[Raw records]
(begin)

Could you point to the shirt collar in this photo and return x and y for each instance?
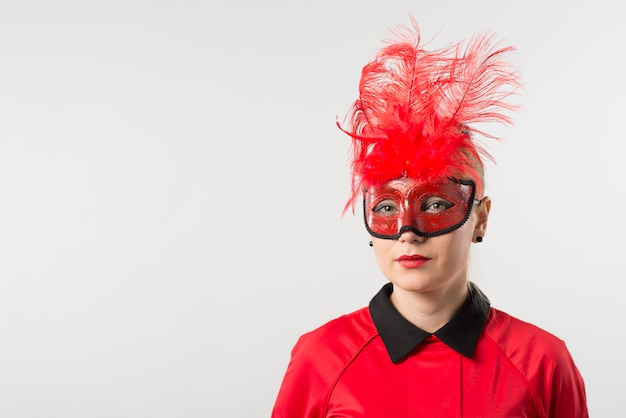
(401, 337)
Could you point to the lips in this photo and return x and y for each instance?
(412, 261)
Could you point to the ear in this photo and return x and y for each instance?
(482, 216)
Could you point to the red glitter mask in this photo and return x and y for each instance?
(426, 208)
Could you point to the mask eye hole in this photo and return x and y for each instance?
(435, 204)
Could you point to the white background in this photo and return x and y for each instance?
(172, 181)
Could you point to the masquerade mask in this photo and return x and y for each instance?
(427, 209)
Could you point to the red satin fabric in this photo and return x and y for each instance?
(343, 370)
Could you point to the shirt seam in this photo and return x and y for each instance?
(519, 372)
(344, 368)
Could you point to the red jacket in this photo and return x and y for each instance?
(482, 364)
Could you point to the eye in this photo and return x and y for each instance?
(435, 205)
(386, 208)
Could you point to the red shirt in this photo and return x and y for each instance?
(482, 364)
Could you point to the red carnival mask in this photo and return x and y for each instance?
(426, 208)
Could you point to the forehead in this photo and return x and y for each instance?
(405, 185)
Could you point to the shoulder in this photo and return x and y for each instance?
(318, 360)
(339, 339)
(517, 337)
(543, 361)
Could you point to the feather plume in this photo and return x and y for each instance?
(416, 108)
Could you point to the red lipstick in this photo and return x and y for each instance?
(412, 261)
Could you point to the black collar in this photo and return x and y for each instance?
(401, 337)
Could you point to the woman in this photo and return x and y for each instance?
(428, 344)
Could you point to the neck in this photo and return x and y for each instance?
(430, 310)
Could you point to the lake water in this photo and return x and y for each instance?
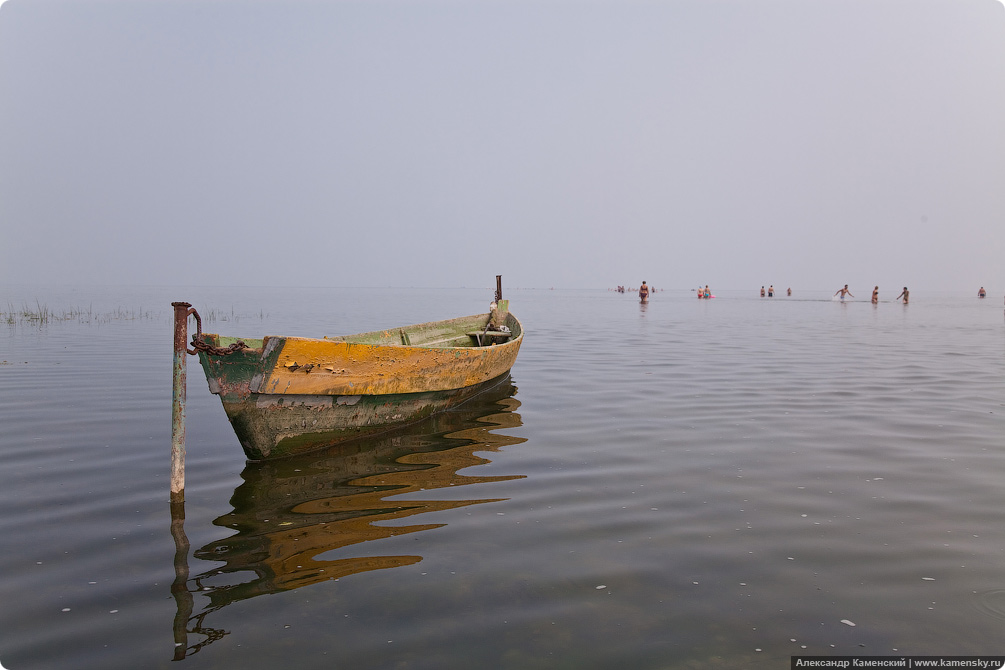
(684, 484)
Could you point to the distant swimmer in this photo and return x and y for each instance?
(843, 291)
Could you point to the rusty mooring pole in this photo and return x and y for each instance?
(178, 403)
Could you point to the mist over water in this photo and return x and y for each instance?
(679, 484)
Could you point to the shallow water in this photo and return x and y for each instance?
(679, 484)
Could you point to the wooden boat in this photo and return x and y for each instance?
(291, 395)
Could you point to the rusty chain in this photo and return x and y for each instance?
(199, 344)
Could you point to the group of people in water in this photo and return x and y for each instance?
(771, 291)
(842, 293)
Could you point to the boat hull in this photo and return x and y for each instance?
(285, 396)
(274, 425)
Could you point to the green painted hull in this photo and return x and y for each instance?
(272, 426)
(287, 396)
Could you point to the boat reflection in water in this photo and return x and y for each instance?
(289, 511)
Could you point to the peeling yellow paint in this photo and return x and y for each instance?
(308, 366)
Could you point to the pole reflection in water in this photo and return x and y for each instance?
(290, 511)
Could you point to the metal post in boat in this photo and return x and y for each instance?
(182, 311)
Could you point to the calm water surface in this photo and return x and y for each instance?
(683, 484)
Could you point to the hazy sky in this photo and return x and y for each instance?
(438, 143)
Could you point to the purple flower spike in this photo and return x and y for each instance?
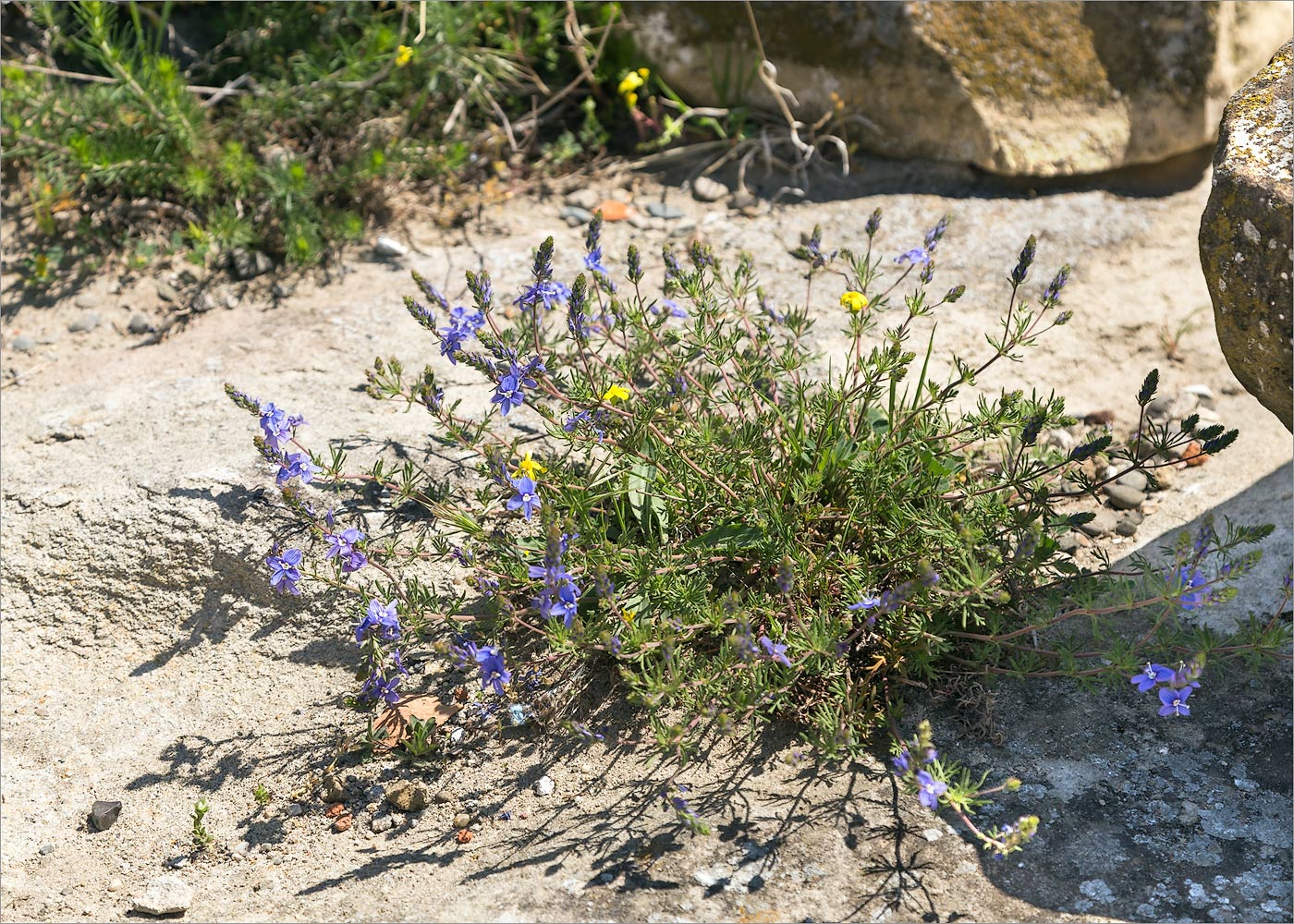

(end)

**Written task**
Arrange every line of the listing above as a numbered list. Skip blank lines and leave out the pictures.

**Exercise output**
1. Could you point to the shirt collar in this photo and return x and y for each instance?
2. (401, 337)
3. Could you point to the lips in this photo and return x and y for each instance?
4. (412, 261)
5. Could you point to the ear in this photo and return x and y for each instance?
6. (482, 216)
7. Could you point to the red glitter mask in this photo and return x and y for each instance?
8. (426, 208)
9. Could you point to the mask eye hole in this photo and return x and y for each instance?
10. (435, 204)
11. Could you point to the white background in this photo and return x and y for each instance?
12. (172, 181)
13. Could you point to the masquerade mask in this photo and return x and y for each instance?
14. (427, 209)
15. Could you point to the red satin fabric in this photo and return x and y for each instance?
16. (343, 370)
17. Could you point to the shirt seam in this photo and return x and y for each instance?
18. (519, 372)
19. (344, 368)
20. Could you point to the red jacket in this photo and return x and y for each instance?
21. (482, 364)
22. Could you point to the eye in this photo and return x and y for each instance?
23. (435, 205)
24. (386, 208)
25. Could you point to the red shirt in this photo and return x and y for each instance?
26. (482, 364)
27. Could you point to the red carnival mask in this photo and return x and y for each instance?
28. (426, 208)
29. Could you point to the forehead in this photo and return x and y for each instance?
30. (405, 185)
31. Could you point to the shoulder in this photo and return x and y for each instance?
32. (318, 360)
33. (339, 339)
34. (517, 337)
35. (543, 361)
36. Could you point to the feather plume in this photo and return x and y for each instance?
37. (416, 108)
38. Could you point to the red lipstick in this photo and return x and y for each instance?
39. (412, 261)
40. Could you point to the black collar in this photo and return x and y for each instance?
41. (401, 337)
42. Could you point to the woman in this photo and return x and y for each instance?
43. (428, 344)
44. Could you point to the neck in this photo and return x and y for each instance?
45. (430, 310)
46. Could you point to the lake water in this photo and return x and y for each instance?
47. (684, 484)
48. Could you point to the distant swimmer in this photo and return x and y for each instance?
49. (843, 291)
50. Could you point to the rusty mooring pole in this photo and return x and y for each instance?
51. (178, 403)
52. Could you point to the mist over water in this photo and return x and y for each instance?
53. (679, 484)
54. Could you point to the shallow water in this photo and return x and y for each instance?
55. (679, 484)
56. Could you point to the wooden boat in this photo and return x and y for each instance?
57. (291, 395)
58. Could you point to the rusty chain in this photo and return x and y for each instance?
59. (199, 344)
60. Could you point to the group of people in water in this photo and return x and y for each instance?
61. (771, 291)
62. (842, 293)
63. Could you point to the boat hull in this photo and return x and y for each instance?
64. (285, 396)
65. (274, 425)
66. Could you point to the green painted hull in this photo and return x and y for each instance?
67. (272, 426)
68. (287, 396)
69. Could you point to the boat reflection in water in this photo and return x and y for each instance?
70. (289, 511)
71. Could you point to the peeling yellow paint in this photo and return x and y for each instance?
72. (308, 366)
73. Could you point to the pole reflection in water in this photo and return x and y for each instance?
74. (290, 511)
75. Could you point to the metal post in boat in this photo and return x and y for each instance?
76. (182, 311)
77. Could you point to the calm water surface in this photo and return x and y for each instance?
78. (683, 484)
79. Could you point to the hazy sky in this photo and return x and y for each instance?
80. (438, 143)
81. Could you point to the purple flower spike in this photo and return x and y for each instance?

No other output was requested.